### Your instructions
Look through the data below for the line with "x=157 y=110", and transcribe it exactly together with each line after it up to and including the line with "x=442 y=226". Give nothing else.

### Study material
────────
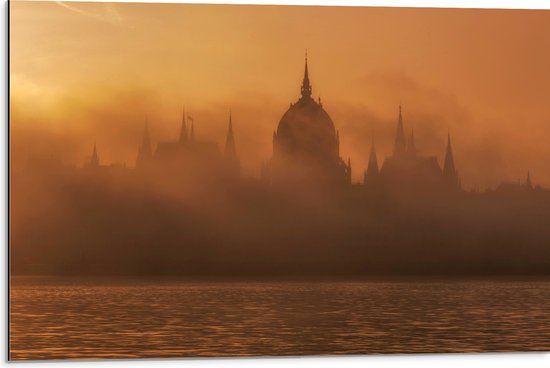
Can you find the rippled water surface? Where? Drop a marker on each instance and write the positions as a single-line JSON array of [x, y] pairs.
[[86, 319]]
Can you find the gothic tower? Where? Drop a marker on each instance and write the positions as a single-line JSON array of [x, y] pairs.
[[371, 175], [450, 174], [145, 152], [230, 153], [94, 160], [400, 147]]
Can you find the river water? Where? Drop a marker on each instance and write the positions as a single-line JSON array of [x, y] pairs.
[[52, 318]]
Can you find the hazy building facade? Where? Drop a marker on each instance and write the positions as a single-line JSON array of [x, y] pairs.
[[407, 170], [306, 146]]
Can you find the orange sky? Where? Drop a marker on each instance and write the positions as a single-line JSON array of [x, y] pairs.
[[85, 72]]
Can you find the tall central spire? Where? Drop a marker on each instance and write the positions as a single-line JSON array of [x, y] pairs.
[[449, 171], [183, 131], [306, 86], [400, 141], [230, 150]]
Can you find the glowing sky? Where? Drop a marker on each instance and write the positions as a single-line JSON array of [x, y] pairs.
[[85, 72]]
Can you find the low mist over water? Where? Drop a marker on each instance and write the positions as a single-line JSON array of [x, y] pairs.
[[83, 319]]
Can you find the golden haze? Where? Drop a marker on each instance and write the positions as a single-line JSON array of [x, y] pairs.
[[85, 72]]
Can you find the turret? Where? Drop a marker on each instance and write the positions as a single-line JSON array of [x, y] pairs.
[[306, 86], [337, 143], [183, 130], [349, 170], [371, 175], [230, 153], [411, 145], [230, 149], [192, 131], [94, 160], [145, 153], [528, 184], [450, 174], [400, 147]]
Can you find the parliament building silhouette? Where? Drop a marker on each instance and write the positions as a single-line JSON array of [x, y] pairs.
[[306, 151]]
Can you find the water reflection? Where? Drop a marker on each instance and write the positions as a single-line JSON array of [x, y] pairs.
[[57, 319]]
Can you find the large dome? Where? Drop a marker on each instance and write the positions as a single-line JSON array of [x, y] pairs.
[[306, 146], [306, 129]]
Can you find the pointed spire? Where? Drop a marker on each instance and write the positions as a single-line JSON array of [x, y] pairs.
[[449, 171], [146, 141], [528, 183], [411, 146], [94, 160], [230, 149], [306, 86], [192, 129], [372, 170], [145, 152], [400, 141], [183, 130], [349, 170]]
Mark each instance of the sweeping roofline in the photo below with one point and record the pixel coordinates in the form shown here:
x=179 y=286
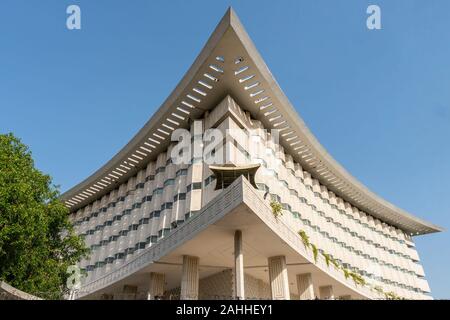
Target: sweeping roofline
x=153 y=138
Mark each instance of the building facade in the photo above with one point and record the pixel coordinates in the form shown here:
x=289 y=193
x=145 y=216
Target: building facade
x=255 y=208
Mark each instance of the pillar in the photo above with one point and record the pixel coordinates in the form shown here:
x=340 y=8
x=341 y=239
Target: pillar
x=238 y=266
x=279 y=284
x=156 y=285
x=305 y=286
x=189 y=278
x=326 y=293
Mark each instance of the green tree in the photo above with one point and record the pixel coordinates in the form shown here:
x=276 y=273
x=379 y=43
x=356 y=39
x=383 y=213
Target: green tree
x=37 y=240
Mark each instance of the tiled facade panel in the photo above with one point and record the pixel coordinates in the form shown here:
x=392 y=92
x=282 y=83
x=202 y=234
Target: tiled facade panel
x=163 y=195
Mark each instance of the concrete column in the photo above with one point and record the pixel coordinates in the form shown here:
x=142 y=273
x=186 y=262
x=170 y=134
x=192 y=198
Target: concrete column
x=326 y=293
x=156 y=285
x=238 y=266
x=279 y=284
x=305 y=286
x=189 y=278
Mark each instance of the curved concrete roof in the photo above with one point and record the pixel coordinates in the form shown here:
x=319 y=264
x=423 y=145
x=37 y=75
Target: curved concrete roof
x=229 y=64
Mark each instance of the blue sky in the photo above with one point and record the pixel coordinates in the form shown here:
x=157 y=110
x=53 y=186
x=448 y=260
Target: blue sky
x=379 y=101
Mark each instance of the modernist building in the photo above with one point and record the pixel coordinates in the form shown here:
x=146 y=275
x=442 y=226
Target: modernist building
x=198 y=230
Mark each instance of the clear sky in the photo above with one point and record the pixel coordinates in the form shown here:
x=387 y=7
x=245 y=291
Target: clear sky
x=378 y=100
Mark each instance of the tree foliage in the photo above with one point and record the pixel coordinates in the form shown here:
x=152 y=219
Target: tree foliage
x=37 y=240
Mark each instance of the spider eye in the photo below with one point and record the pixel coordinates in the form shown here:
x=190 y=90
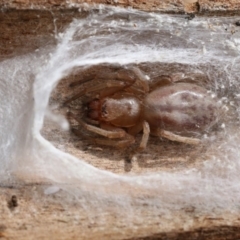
────────
### Answer area
x=157 y=110
x=53 y=186
x=448 y=260
Target: blue sky
x=379 y=101
Mark each instance of the modernist building in the photo above with one point and record the pixel coordinates in the form shown here:
x=146 y=275
x=442 y=226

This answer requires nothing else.